§ TASK TO CARRY OUT: List every line below that contains the string "Give", copying each one in full.
##### AVAILABLE DATA
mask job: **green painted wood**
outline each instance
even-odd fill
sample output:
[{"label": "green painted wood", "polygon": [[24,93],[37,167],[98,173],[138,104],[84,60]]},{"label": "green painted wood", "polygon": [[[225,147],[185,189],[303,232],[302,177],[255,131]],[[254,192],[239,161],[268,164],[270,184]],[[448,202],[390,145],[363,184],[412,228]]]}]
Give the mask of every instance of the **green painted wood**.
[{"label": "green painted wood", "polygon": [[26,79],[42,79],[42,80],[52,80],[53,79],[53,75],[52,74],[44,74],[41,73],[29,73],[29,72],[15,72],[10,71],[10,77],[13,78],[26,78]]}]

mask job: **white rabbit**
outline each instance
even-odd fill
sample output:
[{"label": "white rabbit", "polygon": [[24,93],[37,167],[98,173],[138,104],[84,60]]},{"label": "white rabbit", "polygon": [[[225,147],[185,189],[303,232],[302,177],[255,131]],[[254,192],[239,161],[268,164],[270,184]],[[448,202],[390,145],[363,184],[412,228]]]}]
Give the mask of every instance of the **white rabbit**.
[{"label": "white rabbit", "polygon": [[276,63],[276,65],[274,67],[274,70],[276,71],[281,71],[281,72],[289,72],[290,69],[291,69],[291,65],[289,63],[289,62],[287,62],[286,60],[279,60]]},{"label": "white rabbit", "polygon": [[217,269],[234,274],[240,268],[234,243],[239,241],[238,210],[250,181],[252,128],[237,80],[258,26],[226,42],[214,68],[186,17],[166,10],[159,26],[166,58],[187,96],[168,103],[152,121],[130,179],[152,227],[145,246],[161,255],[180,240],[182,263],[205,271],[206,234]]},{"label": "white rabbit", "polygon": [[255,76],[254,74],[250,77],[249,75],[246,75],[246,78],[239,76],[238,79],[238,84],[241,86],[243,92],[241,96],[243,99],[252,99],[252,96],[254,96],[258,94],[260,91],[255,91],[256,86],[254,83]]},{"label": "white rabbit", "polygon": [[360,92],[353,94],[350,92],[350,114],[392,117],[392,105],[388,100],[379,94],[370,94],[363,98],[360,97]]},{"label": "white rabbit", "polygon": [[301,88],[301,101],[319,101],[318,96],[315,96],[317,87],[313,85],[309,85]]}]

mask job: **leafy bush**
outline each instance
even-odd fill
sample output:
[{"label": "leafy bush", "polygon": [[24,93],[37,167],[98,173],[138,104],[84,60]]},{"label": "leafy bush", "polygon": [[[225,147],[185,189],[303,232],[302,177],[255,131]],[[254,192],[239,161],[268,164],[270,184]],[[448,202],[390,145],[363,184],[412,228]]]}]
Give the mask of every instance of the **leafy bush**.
##########
§ REPLY:
Give the mask of every instance of the **green painted wood**.
Give the mask of every instance of the **white rabbit**.
Give the mask of every instance of the **leafy bush**.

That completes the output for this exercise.